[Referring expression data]
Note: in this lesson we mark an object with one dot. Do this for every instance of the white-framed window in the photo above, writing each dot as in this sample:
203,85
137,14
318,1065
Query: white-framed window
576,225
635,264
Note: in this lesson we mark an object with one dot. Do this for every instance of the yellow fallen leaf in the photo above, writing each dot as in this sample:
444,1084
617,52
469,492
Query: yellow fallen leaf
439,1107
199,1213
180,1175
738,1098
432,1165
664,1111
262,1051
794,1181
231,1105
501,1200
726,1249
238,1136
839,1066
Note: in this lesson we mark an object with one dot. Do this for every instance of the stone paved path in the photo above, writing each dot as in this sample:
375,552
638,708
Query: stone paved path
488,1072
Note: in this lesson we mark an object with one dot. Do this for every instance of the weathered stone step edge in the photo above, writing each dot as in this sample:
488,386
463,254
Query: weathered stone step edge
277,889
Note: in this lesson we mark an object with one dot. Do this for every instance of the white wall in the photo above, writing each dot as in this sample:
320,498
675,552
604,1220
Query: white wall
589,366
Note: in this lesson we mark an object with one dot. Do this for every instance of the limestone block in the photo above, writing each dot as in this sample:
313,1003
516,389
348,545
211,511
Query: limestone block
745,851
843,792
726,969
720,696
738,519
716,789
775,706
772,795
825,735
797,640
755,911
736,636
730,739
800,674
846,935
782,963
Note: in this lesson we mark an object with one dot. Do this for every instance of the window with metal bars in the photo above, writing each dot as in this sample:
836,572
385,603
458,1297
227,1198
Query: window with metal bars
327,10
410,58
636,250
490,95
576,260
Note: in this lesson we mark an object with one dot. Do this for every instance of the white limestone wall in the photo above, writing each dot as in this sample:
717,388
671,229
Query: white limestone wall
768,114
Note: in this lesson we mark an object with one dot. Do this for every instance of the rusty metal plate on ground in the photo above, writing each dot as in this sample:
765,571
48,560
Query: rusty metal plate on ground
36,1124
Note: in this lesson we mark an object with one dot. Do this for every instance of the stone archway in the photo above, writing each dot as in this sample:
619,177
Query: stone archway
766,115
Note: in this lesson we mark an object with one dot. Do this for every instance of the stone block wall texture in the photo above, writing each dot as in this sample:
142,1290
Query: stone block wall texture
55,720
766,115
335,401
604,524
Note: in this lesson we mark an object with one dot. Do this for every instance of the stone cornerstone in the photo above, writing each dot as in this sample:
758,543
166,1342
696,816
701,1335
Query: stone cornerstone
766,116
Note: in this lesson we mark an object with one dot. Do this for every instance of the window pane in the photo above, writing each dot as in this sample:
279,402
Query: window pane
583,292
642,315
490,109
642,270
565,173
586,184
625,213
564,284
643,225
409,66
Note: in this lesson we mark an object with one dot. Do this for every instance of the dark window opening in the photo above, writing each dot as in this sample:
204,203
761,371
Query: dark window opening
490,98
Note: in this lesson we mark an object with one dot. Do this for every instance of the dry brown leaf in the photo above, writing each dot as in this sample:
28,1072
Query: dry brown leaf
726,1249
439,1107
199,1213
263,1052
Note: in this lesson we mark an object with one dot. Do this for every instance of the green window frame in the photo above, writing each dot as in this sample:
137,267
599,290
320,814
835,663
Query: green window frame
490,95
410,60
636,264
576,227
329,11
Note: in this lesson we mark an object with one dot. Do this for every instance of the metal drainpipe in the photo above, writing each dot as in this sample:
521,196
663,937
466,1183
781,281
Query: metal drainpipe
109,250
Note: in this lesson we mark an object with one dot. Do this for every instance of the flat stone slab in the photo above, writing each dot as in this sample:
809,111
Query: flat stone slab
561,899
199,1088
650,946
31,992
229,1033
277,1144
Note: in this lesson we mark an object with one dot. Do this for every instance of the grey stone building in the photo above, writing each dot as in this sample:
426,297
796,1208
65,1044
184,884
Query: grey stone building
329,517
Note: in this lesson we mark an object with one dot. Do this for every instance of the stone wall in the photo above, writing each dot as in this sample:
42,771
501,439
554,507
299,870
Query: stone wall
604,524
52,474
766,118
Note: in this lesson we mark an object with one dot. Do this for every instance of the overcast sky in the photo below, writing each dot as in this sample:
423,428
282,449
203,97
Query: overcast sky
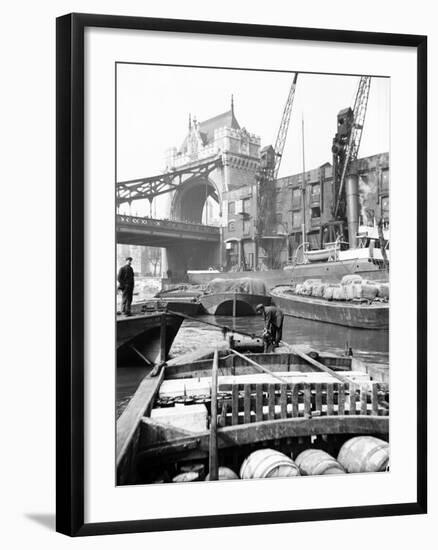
153,105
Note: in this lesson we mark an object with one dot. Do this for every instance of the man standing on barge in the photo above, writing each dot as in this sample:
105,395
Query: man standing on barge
273,332
125,279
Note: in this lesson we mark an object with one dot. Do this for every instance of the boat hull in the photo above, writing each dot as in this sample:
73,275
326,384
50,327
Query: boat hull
141,334
331,272
221,303
374,316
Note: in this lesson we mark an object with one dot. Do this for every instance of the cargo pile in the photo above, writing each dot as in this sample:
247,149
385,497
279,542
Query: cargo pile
351,288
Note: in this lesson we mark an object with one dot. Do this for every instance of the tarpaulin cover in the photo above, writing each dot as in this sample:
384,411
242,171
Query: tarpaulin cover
245,285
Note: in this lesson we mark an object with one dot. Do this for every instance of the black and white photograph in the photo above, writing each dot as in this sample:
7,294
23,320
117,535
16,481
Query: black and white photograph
251,286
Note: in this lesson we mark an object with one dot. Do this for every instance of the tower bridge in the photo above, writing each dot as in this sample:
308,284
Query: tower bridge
220,161
216,158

> **What is being asked**
The pictures alone are to be left out when the data above is copied; all else must match exactly.

> **Result of this exercise**
Note: in this lesson we mark an object with one dot. Do this for every instance of the white-framed window in the photo above, writing each dot as in this sample:
203,85
137,14
318,1065
Query: white-framed window
576,225
635,264
Note: in this lesson we mark an object with one dot. Do this for every instance of the yellow fallen leaf in the photo above, writing each dot as in this sample:
444,1084
617,52
469,492
Query: yellow fallen leaf
439,1107
199,1213
180,1175
738,1098
432,1165
664,1111
262,1051
794,1181
231,1105
501,1200
726,1249
238,1136
839,1066
Note: in this lesson we mark an object with one dot. Do this for every instance of the stone paved path in the photo above, writing each dot as in this sample:
375,552
638,708
Query: stone paved path
488,1072
Note: in this lesson we mark an object with one dot. Do this for every instance of the weathered stone step edge in the photo above, writing each dot as in this sample:
488,386
463,254
Query: weathered stone step edge
277,889
Note: in this lesson we mark an object with one dot. Do this for every instance of the white wall in the photo above, writing each dot as in this sample:
320,498
675,552
604,1220
Query: white wall
589,366
Note: in this lesson we mark an object with one dot. Do this for every instance of the limestone block in the photo above, writing each dot as in this sample:
313,1003
516,389
348,545
211,511
Query: limestone block
745,851
843,792
726,969
720,696
738,519
716,789
775,706
772,795
825,735
797,640
755,911
736,636
730,739
800,674
846,935
782,963
Note: in this lesson we mark an object with one dot. Do this for every instance of the window with metal bars in the photo above, writing each dot as in this sample:
836,572
385,603
458,1297
227,1198
Query: window with metal bars
327,10
410,58
636,250
490,95
576,260
Note: in this lesson we mark an object with one dot. Do this for every instance of the white limestone wall in the photo above, writing each dot as in this sample:
717,388
671,229
Query: white limestone wall
768,114
Note: in this lesson we mark an object with one dot. Do this for every instance of the rusty metal plate on ground in the photo above, writing each dot as in this sample:
765,571
48,560
Query: rusty metal plate on ground
36,1124
Note: in this lesson we mark an object with one dot. Do this for every instance of the stone archway in the photo above, writing each dot as in this sample:
619,177
Query: stone archway
766,115
Note: in this lesson we mark an object with one dot. Do this for every instance of the stone block wall texture in the photo above, writing each dot as in this sample:
142,1290
Query: stone block wall texture
55,720
766,115
335,401
604,524
Note: in this lesson we mark an object with one dot. Do this for every instance of the stone cornerstone in the photo above, writing each dot as in this sample:
758,543
166,1342
696,816
701,1335
Query: stone cornerstone
766,116
Note: in this lesson we mark an object with one dot. Do this for every instance of the window pane in the photo above, writing each dot as in this sample:
279,402
Query: window pane
583,292
642,315
490,109
642,270
565,173
586,184
625,213
564,284
643,225
409,66
Note: in this lesson we mark an object with one dot. Do this for every instance of the dark window opening in the photo above, writing each dot as in this sample:
204,203
761,371
Query: dark window opening
490,98
Note: in this lesson we mark an object with one dot. Do this for every instance of the dry brown leaf in the photo above, writing each dot as in this sample:
28,1072
Query: dry brown leaf
726,1249
439,1107
199,1213
263,1052
Note: in this lesson we mark an object with one dot. Do this for every instance of the green window frame in the photo above, writing each dot as in this sample:
137,267
599,290
320,814
835,663
Query: green window frame
490,95
410,60
636,264
576,227
329,11
Note: in this lesson we mark an object with one dot. Do this for every instance of the metal drainpipe in the photo above, writing each dot as in this sample:
521,196
663,937
466,1183
781,281
Query: metal drainpipe
109,250
Note: in this lesson we mark an object with one dot. Do this for every instance of the flat stone slab in the photo above, writing each dot as in this sample:
809,111
Query: flat stone slab
561,899
199,1088
650,946
31,992
229,1033
277,1144
Note: in this lesson we mark an object with one dot. Do this for every instance of the grey stone building in the photo above, writing each dot as in this sample:
426,297
796,1208
65,1044
184,884
Query: grey stone building
329,517
Note: in this lesson we mark an object with one dot. Do this for every instance of the stone wall in the photo above, writing each dot as in this sample:
42,771
501,439
554,507
299,870
Query: stone wall
604,524
52,474
766,118
Note: in this lesson we mark an object with one dot. Do this for every instance of the overcast sky in the photo below, writing each dot as in this sample:
423,428
282,449
203,97
Query: overcast sky
153,105
Note: in this lesson we mark an object with one dot. Do this for every instance of the man standing on barge in the photo above, writing each dot as in this sample:
105,395
Query: man standing on barge
273,332
125,279
Note: in this lesson we mark an object with one dot. Do this for every instance of the boat hull in the photo above, writing each dot as in this sample:
73,275
326,384
50,327
Query: boat hull
141,334
331,272
221,303
374,316
Note: in this lesson we mark an object with one dot. Do this for every instance of the cargo pile in the photo above, writing each dot as in this sample:
247,149
385,497
279,542
Query: cargo pile
351,288
Note: in this lesson we mark an object with one dot. Do this for every instance of the tarpaulin cover in the photo above, writing each dot as in this sample:
384,411
242,171
Query: tarpaulin cover
245,285
Note: in this lesson we mark an object with one dot. Do this for every instance of the black and white photograph in the photo above, writing each dot as in this sample:
7,294
23,320
117,535
16,481
Query: black and white photograph
251,286
Note: in this lesson we mark an object with one dot. Do this for every instance of the tower bridge in the photo above, writing each dot as in this sample:
308,284
Query: tower bridge
220,161
216,158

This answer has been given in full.